#### [Exercise data]
## Start

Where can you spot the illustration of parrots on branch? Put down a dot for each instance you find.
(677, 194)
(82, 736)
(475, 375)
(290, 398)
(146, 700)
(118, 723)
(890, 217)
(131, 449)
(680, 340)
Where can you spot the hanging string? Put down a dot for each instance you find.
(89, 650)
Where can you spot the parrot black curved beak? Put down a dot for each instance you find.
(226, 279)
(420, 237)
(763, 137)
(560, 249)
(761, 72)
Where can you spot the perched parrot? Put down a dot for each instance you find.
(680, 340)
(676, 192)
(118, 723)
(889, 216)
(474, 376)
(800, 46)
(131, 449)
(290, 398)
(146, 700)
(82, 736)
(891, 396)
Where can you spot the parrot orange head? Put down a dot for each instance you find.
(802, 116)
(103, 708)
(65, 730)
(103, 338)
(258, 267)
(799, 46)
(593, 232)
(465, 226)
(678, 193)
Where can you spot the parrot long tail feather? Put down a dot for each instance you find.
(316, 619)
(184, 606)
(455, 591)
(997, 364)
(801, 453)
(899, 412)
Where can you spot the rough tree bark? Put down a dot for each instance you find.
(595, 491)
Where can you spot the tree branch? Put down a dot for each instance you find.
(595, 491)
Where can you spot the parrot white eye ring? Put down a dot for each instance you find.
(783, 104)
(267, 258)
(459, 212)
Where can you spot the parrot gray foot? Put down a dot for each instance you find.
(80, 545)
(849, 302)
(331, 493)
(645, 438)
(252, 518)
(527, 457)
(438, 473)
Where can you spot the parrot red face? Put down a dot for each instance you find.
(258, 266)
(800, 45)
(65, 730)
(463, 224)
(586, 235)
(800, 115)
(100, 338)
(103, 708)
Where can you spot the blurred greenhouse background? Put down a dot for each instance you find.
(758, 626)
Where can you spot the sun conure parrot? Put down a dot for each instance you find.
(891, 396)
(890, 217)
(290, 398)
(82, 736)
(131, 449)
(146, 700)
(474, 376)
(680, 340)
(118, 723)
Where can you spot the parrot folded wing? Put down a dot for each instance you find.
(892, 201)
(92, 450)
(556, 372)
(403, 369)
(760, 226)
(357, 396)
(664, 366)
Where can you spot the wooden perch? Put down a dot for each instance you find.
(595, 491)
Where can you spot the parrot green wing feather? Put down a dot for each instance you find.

## End

#### [Instructions to follow]
Arrange every line of the listing above as a Markdown table with two columns, Row and Line, numbering the rows and leaving out any blank lines.

#### [Response below]
| Row | Line |
|---|---|
| 1 | Where can you spot the illustration of parrots on branch? Put down a dot for each instance you find. |
| 2 | (677, 194) |
| 3 | (82, 736) |
| 4 | (475, 375) |
| 5 | (290, 398) |
| 6 | (146, 700) |
| 7 | (118, 723) |
| 8 | (890, 217) |
| 9 | (131, 449) |
| 10 | (680, 340) |
| 11 | Where can you spot the hanging string? Put down a dot for each instance you find. |
| 12 | (89, 650) |
| 13 | Where can you spot the parrot black curved beak? Put down a dot for each instance you find. |
| 14 | (226, 279) |
| 15 | (420, 237) |
| 16 | (763, 137) |
| 17 | (560, 249) |
| 18 | (761, 72) |
| 19 | Where can you spot the perched parrot? Put down a dot for each instance you find. |
| 20 | (680, 340) |
| 21 | (676, 192) |
| 22 | (118, 723) |
| 23 | (889, 216) |
| 24 | (474, 376) |
| 25 | (800, 46) |
| 26 | (131, 449) |
| 27 | (290, 398) |
| 28 | (146, 700) |
| 29 | (82, 736) |
| 30 | (891, 396) |
| 31 | Where can you spot the parrot orange head? Put down a dot for each instance you find. |
| 32 | (802, 116) |
| 33 | (103, 708) |
| 34 | (65, 730) |
| 35 | (103, 338) |
| 36 | (258, 267) |
| 37 | (799, 46) |
| 38 | (593, 232) |
| 39 | (465, 226) |
| 40 | (678, 193) |
| 41 | Where can you spot the parrot long tail feather? Put down a dot for each instance you find. |
| 42 | (316, 619) |
| 43 | (184, 606) |
| 44 | (455, 591) |
| 45 | (997, 364) |
| 46 | (801, 453) |
| 47 | (899, 412) |
| 48 | Where can you spot the rough tree bark? Put down a dot for each instance you find. |
| 49 | (595, 491) |
| 50 | Where can you spot the tree branch? Put down a dot for each instance you find. |
| 51 | (595, 491) |
| 52 | Where can you spot the parrot white eye ring? Put down a dot for each instance you find. |
| 53 | (783, 104) |
| 54 | (267, 258) |
| 55 | (459, 212) |
| 56 | Where can you spot the parrot gray foot? Put down a dot for each instance you find. |
| 57 | (80, 545) |
| 58 | (849, 302) |
| 59 | (331, 493) |
| 60 | (645, 438) |
| 61 | (252, 518) |
| 62 | (527, 457) |
| 63 | (438, 473) |
| 64 | Where can you spot the parrot red face? Put down a dot for each instance you find. |
| 65 | (258, 266) |
| 66 | (800, 45) |
| 67 | (65, 730) |
| 68 | (463, 224) |
| 69 | (586, 235) |
| 70 | (800, 115) |
| 71 | (100, 338) |
| 72 | (103, 708) |
| 73 | Where can you spot the blurred greenhouse background? Put down a dot for each instance you find. |
| 74 | (758, 626) |
| 75 | Where can you spot the sun conure parrot? Put down a dot for each instance you find. |
| 76 | (891, 396) |
| 77 | (890, 217) |
| 78 | (290, 398) |
| 79 | (82, 736) |
| 80 | (131, 449) |
| 81 | (146, 700) |
| 82 | (474, 376) |
| 83 | (680, 340) |
| 84 | (118, 723) |
| 85 | Where can you spot the parrot folded wing? Put down a dot for each instance you find. |
| 86 | (892, 201) |
| 87 | (92, 450) |
| 88 | (556, 372) |
| 89 | (403, 369) |
| 90 | (760, 226) |
| 91 | (357, 396) |
| 92 | (664, 366) |
| 93 | Where can you spot the wooden perch? Put down a dot for each instance you find. |
| 94 | (595, 491) |
| 95 | Where can you spot the parrot green wing feather? Put down a dot for each instance you find. |